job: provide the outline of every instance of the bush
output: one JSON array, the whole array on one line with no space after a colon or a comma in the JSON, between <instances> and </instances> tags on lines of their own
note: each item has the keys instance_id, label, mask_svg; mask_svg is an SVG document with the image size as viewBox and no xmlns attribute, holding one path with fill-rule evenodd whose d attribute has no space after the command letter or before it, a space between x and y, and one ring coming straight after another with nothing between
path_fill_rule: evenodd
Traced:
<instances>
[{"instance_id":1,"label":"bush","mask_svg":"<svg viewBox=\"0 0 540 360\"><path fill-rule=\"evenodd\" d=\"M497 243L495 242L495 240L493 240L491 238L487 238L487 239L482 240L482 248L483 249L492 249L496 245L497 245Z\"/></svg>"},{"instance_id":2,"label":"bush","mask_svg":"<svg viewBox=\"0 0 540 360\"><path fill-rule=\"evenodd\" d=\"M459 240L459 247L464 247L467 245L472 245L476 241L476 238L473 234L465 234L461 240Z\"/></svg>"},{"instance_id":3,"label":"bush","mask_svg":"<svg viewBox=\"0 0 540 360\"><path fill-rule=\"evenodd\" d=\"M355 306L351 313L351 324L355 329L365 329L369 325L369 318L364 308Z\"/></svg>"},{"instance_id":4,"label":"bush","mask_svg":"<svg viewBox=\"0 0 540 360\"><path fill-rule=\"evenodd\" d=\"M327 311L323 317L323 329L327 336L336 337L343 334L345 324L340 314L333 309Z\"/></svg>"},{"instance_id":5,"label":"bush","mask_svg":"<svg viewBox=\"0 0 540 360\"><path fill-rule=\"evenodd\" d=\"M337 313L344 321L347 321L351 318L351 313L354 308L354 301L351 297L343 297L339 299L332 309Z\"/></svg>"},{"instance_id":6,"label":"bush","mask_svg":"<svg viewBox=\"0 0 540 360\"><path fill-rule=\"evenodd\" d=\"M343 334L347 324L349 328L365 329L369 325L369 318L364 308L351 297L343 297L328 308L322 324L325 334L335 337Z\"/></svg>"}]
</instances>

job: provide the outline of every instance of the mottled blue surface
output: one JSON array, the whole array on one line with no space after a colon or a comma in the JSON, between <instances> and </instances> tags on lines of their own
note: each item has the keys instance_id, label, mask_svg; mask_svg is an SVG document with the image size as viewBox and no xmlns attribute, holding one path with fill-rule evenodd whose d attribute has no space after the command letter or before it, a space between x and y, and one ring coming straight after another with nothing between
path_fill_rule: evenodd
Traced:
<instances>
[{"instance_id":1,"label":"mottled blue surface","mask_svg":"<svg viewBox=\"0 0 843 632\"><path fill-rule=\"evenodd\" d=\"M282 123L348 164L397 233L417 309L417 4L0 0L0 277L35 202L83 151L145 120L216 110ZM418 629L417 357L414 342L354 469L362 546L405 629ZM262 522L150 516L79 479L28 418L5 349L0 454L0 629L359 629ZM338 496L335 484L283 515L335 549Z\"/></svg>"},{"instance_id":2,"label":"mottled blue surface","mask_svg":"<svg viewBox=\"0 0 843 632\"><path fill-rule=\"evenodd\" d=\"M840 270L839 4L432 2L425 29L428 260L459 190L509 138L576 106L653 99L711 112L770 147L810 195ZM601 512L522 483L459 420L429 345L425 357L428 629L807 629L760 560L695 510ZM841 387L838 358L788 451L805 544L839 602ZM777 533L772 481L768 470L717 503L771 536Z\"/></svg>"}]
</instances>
○ ○ ○ ○ ○ ○ ○
— Given task —
Write out the material exactly as given.

— Answer to this exercise —
job: provide the outline of every instance of the bush
output: one JSON array, the whole array on one line with no space after a colon or a comma in the JSON, between <instances> and </instances> tags on lines of their own
note: each item has the keys instance_id, label, mask_svg; mask_svg is an SVG document with the image size as viewBox and no xmlns attribute, holding one path with fill-rule evenodd whose d attribute has no space after the command letter or before it, a space between x and y, and one ring coming straight after another with nothing between
path_fill_rule: evenodd
Traced:
<instances>
[{"instance_id":1,"label":"bush","mask_svg":"<svg viewBox=\"0 0 540 360\"><path fill-rule=\"evenodd\" d=\"M497 243L495 242L495 240L493 240L491 238L487 238L487 239L482 240L482 248L483 249L492 249L496 245L497 245Z\"/></svg>"},{"instance_id":2,"label":"bush","mask_svg":"<svg viewBox=\"0 0 540 360\"><path fill-rule=\"evenodd\" d=\"M459 240L459 247L464 247L467 245L472 245L476 241L476 238L473 234L465 234L461 240Z\"/></svg>"},{"instance_id":3,"label":"bush","mask_svg":"<svg viewBox=\"0 0 540 360\"><path fill-rule=\"evenodd\" d=\"M355 306L351 313L351 324L355 329L365 329L369 325L369 318L364 308Z\"/></svg>"},{"instance_id":4,"label":"bush","mask_svg":"<svg viewBox=\"0 0 540 360\"><path fill-rule=\"evenodd\" d=\"M327 311L323 317L323 329L327 336L336 337L343 334L345 324L340 314L333 309Z\"/></svg>"},{"instance_id":5,"label":"bush","mask_svg":"<svg viewBox=\"0 0 540 360\"><path fill-rule=\"evenodd\" d=\"M337 313L344 321L347 321L351 318L351 313L354 308L354 301L351 297L343 297L339 299L332 309Z\"/></svg>"},{"instance_id":6,"label":"bush","mask_svg":"<svg viewBox=\"0 0 540 360\"><path fill-rule=\"evenodd\" d=\"M343 334L347 324L349 328L365 329L369 325L369 318L364 308L351 297L343 297L328 308L322 324L325 334L335 337Z\"/></svg>"}]
</instances>

job: provide the outline of every instance of the mottled blue surface
output: one JSON array, the whole array on one line with no space after a colon or a comma in the JSON, between <instances> and </instances> tags on lines of their own
note: each item has the keys instance_id, label, mask_svg; mask_svg is an SVG document with the image size as viewBox and no xmlns attribute, holding one path with fill-rule evenodd whose d attribute has no space after the command letter or before it, a space between x and y, and one ring coming straight after another with nothing between
path_fill_rule: evenodd
Traced:
<instances>
[{"instance_id":1,"label":"mottled blue surface","mask_svg":"<svg viewBox=\"0 0 843 632\"><path fill-rule=\"evenodd\" d=\"M282 123L348 164L397 233L417 309L417 4L0 0L0 277L35 202L83 151L145 120L216 110ZM418 629L417 357L414 342L354 469L362 546L405 629ZM262 522L150 516L79 479L28 418L5 349L0 454L0 629L359 629ZM338 496L335 484L283 515L335 549Z\"/></svg>"},{"instance_id":2,"label":"mottled blue surface","mask_svg":"<svg viewBox=\"0 0 843 632\"><path fill-rule=\"evenodd\" d=\"M840 270L839 4L432 2L425 29L428 260L459 190L509 138L576 106L653 99L711 112L770 147L810 195ZM601 512L522 483L459 420L429 345L425 357L428 629L807 629L760 560L695 510ZM841 387L838 358L788 451L805 544L839 602ZM777 533L772 481L768 470L717 503L771 536Z\"/></svg>"}]
</instances>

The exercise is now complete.